*Excerpted text:*

====

With Superman, the potential for change is even greater. Superman isn’t just a paragon of virtue. He has access to advanced alien technology, which he keeps at his Fortress of Solitude. That alien technology could probably solve every major global issue by the end of the week. Technology that advanced could cure cancer, eliminate pollution, and provide clean, safe energy for everyone.
However, Superman never shares this technology with anyone. He never gives a reason for it. In the first “Superman” movie, his father, Jor-El, claims sharing such technology goes against Krypton’s highest laws. He never fully justifies those laws. Keep in mind, though, there are many major laws that have since become obsolete. That makes Superman’s inaction all the more egregious.
By not at least trying to use that advanced alien technology to improve the world, heroes like Superman, Iron Man, and the Fantastic Four effectively doom the planet to the same ills it has always had. At the moment, many of those ills are impossible to fix. With alien technology, they’re not just fixable. They’re basically an afterthought.

====

*Available data:*
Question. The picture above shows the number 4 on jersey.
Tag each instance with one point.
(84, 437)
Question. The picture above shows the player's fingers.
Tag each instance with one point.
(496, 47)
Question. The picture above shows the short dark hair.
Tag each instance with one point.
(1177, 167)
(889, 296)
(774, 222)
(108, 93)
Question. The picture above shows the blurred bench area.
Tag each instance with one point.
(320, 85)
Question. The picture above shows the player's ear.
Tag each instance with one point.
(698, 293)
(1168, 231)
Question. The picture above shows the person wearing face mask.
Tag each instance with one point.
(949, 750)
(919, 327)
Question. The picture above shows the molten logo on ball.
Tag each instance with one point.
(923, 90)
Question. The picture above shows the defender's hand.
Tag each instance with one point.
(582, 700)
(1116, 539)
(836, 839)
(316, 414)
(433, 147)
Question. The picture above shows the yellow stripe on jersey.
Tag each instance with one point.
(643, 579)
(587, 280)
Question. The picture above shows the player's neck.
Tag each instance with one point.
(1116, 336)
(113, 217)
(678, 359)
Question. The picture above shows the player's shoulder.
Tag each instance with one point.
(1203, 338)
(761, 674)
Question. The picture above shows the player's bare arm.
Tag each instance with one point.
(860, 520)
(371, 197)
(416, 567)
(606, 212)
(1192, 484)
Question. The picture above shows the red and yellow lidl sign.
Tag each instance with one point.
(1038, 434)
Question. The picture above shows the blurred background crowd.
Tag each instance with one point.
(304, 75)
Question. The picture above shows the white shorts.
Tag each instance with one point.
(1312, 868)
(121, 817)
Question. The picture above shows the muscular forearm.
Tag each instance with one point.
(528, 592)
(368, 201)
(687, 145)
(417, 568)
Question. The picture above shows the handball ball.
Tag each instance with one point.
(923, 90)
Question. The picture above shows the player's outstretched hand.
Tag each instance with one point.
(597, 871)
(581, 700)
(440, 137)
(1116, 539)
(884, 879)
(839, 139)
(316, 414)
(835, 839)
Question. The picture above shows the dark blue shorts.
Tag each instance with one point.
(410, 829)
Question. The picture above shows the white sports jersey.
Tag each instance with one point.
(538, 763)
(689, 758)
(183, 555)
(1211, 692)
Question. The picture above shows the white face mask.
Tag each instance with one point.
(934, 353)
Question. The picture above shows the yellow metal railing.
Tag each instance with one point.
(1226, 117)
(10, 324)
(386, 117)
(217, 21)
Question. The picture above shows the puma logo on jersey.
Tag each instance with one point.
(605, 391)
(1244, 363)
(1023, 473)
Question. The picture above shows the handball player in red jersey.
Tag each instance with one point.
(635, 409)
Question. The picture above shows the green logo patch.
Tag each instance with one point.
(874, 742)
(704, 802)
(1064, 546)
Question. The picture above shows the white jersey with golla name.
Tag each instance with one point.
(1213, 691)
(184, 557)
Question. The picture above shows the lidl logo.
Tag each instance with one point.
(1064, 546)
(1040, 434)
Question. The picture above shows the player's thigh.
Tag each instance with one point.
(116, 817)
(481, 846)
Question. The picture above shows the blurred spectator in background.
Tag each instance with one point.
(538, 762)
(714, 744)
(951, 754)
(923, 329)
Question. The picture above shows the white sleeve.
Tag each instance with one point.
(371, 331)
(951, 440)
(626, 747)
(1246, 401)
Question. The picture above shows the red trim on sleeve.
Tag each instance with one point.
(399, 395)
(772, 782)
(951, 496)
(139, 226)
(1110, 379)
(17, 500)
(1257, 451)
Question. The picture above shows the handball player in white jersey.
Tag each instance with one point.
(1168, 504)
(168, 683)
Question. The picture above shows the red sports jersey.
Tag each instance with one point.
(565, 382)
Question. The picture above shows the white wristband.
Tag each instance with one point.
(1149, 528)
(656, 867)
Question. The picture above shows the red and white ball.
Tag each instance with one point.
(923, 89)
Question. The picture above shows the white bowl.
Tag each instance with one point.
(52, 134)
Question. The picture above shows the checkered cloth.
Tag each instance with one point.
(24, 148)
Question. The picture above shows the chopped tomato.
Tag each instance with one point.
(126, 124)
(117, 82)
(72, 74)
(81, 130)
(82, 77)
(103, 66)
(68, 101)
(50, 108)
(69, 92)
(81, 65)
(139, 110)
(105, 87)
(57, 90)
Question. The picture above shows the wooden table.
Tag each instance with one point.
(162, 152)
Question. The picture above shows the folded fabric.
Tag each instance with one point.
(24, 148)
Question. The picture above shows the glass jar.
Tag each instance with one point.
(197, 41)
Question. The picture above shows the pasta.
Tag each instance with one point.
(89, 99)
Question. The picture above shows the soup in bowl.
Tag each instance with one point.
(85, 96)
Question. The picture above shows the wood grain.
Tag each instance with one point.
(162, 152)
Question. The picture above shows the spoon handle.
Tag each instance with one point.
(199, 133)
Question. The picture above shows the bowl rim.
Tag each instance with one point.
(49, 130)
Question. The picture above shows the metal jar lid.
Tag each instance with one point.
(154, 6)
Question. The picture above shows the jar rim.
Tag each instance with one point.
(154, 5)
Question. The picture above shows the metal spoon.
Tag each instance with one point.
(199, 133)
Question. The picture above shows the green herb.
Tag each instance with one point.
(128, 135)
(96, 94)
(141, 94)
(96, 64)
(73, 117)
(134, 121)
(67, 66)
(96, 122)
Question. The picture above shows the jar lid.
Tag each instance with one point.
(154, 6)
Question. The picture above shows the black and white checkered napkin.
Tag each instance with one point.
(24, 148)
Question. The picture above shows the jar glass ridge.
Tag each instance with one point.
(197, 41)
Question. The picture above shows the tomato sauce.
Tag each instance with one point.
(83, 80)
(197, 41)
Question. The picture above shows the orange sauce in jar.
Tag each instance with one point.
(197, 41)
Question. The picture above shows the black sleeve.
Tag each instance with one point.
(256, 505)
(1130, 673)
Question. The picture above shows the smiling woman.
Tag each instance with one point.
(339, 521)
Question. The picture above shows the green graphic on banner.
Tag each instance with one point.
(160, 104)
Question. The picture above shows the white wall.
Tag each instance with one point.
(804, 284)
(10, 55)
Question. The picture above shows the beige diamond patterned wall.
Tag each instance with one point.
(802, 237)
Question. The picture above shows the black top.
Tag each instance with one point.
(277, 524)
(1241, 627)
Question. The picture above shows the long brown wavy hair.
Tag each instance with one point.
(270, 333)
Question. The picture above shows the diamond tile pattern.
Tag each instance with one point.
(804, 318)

====

*Apply what you read:*
1. Translate this sentence from the Superman text into Spanish: "Technology that advanced could cure cancer, eliminate pollution, and provide clean, safe energy for everyone."
2. Reproduce the Superman text from "By not at least" up to and including "basically an afterthought.".
3. According to the Superman text, where does Superman keep his advanced alien technology?

*Exercise answers:*
1. Una tecnología tan avanzada podría curar el cáncer, eliminar la contaminación y proporcionar energía limpia y segura para todos.

2.
By not at least trying to use that advanced alien technology to improve the world, heroes like Superman, Iron Man, and the Fantastic Four effectively doom the planet to the same ills it has always had. At the moment, many of those ills are impossible to fix. With alien technology, they’re not just fixable. They’re basically an afterthought.

3. He keeps it at his Fortress of Solitude.